> **Alıştırma görevi**: Aşağıda girdilerden önce verilen, partilerin seçim bildirgelerini değerlendiren yazıyı son cümlesinden itibaren devam ettirin.

> **Belge alıntısı**:
Cüneyt Arcayürek

Beklenti

23 Nisan 2015 Perşembe

MHP dışında parlamentodaki üç parti seçim bildirgelerini açıkladı.
CHP sosyal demokrat (sol) bir parti olduğunu kanıtlayan hiçbir çevrenin beklemediği bir bildiriyle başta AKP’yi, medyatik kamuoyu sözcülerini şaşırttı.
Sosyal kimi sorunlara çare üreten bildiriyle CHP bu seçimde yerinde sayacağını varsayanları yanılttı ve kuşkusuz önemli bir hamle yapmış oldu.
AKP’ye gelince, 350 sayfalık bildirisi, bugüne dek yaptıklarıyla övünen, yapamadıklarını yapmayı bol keseden vaat eden sıradan bir belge.
Bu birbirine ters düşen iki bildirgeden sonra merakla beklenen kuşkusuz bu seçimin en çok üzerinde yorumlar yapılan partisi HDP’nin açıklayacağı seçim beyannamesiydi.

***

HDP iki eş genel başkanın; Figen Yüksekdağ ile Selahattin Demirtaş’ın açıkladığı beyanname sade vatandaşın anlayacağı; iktidara geleceğini değil, muhalefette de sürekli izleyeceği vaatleri içeriyor.
Anadilinde eğitim, bölge meclisleri oluşturulması, valilerin seçimle gelmesi, halkların ihtiyaç duyduğu öne sürülen özerklik modelleri, Diyanet’in kaldırılması, oy verme yaşının 16’ya indirilmesi gibi vaatler...
Kuşkusuz iki vurgulama dikkati çekiyor.
“Bizlerin anayasasında başkanlık sistemi asla olamayacak.”
“Parti her koşulda silahsız çözüm ve demokratik siyaseti savunacak.”
Bu iki vaat ortak vatan vurgusuna dayanıyor.

***

Fakat HDP’nin vaatlerinden çok, partinin yüzde 10 barajını aşıp aşmayacağı en az iki aydır yoğun biçimde hemen her çevrede, özellikle TV programlarında tartışılıyor.

> **Veri kümesi girdileri**:
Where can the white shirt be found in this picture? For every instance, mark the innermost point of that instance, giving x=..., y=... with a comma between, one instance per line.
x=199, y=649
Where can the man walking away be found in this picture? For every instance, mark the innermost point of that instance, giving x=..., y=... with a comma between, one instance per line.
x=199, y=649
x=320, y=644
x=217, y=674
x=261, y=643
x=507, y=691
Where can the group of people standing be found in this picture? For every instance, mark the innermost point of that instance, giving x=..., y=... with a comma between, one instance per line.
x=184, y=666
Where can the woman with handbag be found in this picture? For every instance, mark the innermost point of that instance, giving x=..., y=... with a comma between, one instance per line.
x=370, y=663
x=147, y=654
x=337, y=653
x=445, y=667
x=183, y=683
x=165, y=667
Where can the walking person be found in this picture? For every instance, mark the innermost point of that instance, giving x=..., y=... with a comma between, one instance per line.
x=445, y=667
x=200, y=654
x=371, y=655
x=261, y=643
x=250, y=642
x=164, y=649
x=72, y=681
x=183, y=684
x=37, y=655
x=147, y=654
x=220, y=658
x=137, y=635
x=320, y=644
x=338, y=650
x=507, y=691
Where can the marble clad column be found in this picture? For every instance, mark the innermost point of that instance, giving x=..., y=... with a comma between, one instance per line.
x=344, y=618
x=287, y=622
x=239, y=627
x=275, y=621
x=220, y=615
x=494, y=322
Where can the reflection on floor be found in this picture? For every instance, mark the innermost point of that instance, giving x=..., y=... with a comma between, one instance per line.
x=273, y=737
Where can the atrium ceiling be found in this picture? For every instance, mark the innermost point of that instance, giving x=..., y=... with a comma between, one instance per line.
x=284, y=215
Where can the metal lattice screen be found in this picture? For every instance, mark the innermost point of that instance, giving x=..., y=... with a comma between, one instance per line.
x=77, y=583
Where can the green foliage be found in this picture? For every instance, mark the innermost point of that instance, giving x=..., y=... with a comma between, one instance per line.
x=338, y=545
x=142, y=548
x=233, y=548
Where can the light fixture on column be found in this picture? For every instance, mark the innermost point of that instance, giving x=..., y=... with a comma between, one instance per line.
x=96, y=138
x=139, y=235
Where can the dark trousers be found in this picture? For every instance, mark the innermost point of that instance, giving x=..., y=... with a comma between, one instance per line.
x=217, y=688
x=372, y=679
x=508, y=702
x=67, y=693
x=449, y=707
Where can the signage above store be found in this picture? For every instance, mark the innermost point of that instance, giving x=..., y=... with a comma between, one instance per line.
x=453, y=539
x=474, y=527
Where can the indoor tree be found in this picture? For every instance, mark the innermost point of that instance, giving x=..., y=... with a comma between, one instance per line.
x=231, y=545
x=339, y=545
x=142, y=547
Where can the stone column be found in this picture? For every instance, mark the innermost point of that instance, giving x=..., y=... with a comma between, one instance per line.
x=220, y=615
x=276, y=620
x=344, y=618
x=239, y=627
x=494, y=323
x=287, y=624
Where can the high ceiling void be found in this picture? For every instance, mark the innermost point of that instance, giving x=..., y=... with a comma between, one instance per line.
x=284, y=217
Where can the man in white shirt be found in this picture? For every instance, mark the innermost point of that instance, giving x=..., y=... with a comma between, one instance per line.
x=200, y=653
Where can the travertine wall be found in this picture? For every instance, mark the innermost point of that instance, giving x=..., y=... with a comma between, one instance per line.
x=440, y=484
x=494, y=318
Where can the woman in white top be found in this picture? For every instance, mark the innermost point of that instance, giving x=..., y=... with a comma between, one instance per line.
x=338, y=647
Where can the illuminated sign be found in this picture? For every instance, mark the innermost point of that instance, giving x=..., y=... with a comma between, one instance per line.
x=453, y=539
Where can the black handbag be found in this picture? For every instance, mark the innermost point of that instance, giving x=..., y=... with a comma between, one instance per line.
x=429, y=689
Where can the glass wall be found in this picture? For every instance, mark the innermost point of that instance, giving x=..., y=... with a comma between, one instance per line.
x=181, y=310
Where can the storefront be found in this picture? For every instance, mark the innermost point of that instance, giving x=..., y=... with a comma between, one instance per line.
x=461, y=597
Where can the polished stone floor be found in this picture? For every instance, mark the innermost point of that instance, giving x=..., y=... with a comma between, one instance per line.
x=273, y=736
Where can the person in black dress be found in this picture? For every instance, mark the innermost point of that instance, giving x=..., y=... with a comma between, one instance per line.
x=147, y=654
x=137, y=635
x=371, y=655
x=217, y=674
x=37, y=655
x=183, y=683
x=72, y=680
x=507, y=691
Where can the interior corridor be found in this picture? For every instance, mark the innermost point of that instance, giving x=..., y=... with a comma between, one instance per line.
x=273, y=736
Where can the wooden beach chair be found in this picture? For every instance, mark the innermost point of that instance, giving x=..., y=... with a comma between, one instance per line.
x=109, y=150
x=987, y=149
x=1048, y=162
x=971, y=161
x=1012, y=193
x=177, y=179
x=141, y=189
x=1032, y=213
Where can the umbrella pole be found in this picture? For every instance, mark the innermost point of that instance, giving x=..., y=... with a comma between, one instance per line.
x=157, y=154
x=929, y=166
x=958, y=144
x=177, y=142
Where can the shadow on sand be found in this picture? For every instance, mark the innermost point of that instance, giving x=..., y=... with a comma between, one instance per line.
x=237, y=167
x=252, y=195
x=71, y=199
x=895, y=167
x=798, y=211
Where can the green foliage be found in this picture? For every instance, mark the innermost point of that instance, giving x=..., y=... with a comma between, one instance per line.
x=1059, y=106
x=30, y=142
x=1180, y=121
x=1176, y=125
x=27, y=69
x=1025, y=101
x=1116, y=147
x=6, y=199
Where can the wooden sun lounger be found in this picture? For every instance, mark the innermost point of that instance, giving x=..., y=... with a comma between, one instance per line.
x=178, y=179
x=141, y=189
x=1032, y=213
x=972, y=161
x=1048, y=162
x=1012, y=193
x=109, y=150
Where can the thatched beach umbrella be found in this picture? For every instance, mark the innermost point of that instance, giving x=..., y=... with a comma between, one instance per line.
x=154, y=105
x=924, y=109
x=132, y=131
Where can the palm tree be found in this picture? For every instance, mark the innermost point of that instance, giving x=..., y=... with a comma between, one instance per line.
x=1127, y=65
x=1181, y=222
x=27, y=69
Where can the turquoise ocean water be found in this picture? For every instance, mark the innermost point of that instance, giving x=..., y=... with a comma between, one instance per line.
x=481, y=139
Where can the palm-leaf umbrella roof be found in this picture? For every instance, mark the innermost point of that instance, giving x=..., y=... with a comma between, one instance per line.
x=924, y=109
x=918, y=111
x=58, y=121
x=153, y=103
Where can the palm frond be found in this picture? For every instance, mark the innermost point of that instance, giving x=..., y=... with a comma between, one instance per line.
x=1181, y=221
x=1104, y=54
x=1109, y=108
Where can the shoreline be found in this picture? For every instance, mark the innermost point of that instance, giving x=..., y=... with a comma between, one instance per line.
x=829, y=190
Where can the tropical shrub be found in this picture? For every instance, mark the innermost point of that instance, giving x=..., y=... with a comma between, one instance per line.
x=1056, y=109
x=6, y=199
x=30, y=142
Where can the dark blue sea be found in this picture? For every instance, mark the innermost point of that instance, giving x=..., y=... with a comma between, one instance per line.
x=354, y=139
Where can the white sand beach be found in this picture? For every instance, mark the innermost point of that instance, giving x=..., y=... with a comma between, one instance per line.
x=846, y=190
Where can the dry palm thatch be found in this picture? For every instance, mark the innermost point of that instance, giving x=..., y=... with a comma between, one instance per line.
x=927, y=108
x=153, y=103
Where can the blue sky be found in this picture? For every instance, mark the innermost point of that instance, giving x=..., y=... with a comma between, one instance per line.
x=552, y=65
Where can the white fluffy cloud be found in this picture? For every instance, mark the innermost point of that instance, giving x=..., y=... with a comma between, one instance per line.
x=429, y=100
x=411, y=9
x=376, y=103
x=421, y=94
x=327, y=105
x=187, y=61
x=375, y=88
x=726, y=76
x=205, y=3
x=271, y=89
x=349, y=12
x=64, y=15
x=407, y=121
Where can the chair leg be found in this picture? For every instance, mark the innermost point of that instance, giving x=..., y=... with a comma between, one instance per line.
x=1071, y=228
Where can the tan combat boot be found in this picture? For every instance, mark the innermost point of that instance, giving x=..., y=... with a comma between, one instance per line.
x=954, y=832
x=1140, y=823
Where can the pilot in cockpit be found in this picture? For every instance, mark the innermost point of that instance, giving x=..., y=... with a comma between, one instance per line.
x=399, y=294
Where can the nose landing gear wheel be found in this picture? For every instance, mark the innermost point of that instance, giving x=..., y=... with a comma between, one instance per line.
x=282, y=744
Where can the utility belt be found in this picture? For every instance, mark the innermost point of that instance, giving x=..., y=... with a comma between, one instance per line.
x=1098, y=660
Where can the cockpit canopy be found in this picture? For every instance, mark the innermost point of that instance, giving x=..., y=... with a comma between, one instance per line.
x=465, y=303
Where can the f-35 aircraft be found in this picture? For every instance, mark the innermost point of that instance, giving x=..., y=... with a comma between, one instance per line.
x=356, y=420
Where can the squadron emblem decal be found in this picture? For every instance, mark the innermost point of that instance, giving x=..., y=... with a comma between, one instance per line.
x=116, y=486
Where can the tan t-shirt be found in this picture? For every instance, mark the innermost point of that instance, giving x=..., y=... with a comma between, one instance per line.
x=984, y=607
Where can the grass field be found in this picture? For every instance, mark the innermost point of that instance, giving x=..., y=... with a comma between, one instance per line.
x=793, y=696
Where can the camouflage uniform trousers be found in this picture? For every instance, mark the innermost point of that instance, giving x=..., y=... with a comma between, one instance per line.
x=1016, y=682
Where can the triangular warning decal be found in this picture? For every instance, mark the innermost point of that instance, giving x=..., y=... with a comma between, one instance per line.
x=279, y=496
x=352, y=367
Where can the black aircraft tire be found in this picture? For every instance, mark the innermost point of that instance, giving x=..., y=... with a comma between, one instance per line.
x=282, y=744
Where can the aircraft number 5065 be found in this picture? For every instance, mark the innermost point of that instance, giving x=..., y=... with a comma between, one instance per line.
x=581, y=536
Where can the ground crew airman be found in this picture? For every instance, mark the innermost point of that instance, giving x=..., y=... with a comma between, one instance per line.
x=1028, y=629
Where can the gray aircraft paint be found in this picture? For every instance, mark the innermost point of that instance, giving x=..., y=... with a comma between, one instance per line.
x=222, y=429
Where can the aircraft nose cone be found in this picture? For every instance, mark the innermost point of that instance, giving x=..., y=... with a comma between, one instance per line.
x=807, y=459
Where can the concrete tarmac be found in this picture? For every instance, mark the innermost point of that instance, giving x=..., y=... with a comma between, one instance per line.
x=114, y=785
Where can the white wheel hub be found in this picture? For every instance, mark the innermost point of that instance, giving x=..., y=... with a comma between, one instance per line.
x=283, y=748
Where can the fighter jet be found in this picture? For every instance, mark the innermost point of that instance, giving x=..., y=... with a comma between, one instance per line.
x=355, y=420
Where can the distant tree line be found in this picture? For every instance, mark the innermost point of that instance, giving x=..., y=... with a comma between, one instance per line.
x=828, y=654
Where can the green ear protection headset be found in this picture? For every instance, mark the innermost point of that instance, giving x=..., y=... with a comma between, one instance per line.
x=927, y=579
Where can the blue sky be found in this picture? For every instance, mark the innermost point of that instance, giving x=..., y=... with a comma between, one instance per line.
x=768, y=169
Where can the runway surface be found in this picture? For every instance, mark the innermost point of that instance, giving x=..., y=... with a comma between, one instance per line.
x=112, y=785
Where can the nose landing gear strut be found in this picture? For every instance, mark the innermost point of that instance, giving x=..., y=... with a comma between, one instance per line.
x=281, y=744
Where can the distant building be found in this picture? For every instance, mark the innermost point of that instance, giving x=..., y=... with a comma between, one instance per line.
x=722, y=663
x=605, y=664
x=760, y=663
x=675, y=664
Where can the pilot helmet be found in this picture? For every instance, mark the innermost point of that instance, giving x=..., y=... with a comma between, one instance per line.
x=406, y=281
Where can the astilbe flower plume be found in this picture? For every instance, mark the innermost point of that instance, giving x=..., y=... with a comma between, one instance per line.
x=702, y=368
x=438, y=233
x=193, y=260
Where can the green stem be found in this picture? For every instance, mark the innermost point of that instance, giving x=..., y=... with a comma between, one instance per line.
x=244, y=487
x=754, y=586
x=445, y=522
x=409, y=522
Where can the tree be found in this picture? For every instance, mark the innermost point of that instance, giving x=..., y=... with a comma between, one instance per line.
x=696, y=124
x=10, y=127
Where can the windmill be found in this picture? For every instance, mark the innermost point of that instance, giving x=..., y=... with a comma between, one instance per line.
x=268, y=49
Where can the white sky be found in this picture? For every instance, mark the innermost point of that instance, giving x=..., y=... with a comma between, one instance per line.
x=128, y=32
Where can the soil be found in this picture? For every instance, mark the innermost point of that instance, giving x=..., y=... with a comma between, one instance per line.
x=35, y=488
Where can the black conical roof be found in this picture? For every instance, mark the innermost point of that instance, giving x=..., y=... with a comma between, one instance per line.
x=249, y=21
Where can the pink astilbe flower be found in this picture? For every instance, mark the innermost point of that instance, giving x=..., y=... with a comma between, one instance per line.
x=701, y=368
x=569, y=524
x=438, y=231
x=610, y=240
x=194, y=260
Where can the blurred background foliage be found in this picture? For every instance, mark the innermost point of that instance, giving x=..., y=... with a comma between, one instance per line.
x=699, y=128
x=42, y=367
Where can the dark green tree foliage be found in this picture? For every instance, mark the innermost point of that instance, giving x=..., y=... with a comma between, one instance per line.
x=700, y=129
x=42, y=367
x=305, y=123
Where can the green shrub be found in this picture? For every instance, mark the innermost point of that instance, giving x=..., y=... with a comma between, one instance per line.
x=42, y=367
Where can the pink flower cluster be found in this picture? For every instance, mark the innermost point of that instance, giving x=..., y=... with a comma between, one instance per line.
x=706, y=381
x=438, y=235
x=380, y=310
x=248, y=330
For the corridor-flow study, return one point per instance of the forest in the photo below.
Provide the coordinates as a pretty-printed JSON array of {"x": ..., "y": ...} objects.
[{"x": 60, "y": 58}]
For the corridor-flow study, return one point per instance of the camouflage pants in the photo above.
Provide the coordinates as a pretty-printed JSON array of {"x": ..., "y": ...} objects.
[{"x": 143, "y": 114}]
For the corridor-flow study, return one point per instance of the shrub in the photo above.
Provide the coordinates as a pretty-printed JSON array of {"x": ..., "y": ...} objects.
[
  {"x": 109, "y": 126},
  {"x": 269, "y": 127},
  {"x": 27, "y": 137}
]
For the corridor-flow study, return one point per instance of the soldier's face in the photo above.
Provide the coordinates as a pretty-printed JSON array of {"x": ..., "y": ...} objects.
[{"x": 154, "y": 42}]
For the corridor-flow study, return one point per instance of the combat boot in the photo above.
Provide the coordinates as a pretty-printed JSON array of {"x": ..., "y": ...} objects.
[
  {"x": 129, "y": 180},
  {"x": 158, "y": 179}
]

> **Alıştırma çıktısı**:
Aylardır savunduğumuz görüş bu tartışmaların özü.
Zira yapılan hesaplara göre HDP’nin barajı aşarak 60 ve daha fazla milletvekiliyle parlamentoda yer alması… en büyük darbeyi 400 vekil hayal eden AKP’ye vuracak!
O kadar ki bu darbe AKP’nin yeniden tek başına iktidar sevdasının sonu olabilir.
Bu nedenle daha bugünden doğmamış çocuğa don biçiliyor.
Koalisyon hesapları yapılıyor.
Fakat kuşku yok bu seçimde HDP gerçekten AKP’nin kâbusu.
Nedense ve herhalde AKP yaptırdığı anketlerden aldığı duyumla HDP’nin barajı aşması veya aşamaması olasılıklarından ihtiyatlı bir dille söz edebiliyor.
Tabii HDP’nin barajı aşamamasını içeren temennilerle.

***

Oysa siyaseti ve toplumu tepedeki tek adam zorbalığından kurtarmanın bugün için öne çıkan tek çıkış yolu seçimde HDP’nin barajı aşarak Meclis’e girmesidir.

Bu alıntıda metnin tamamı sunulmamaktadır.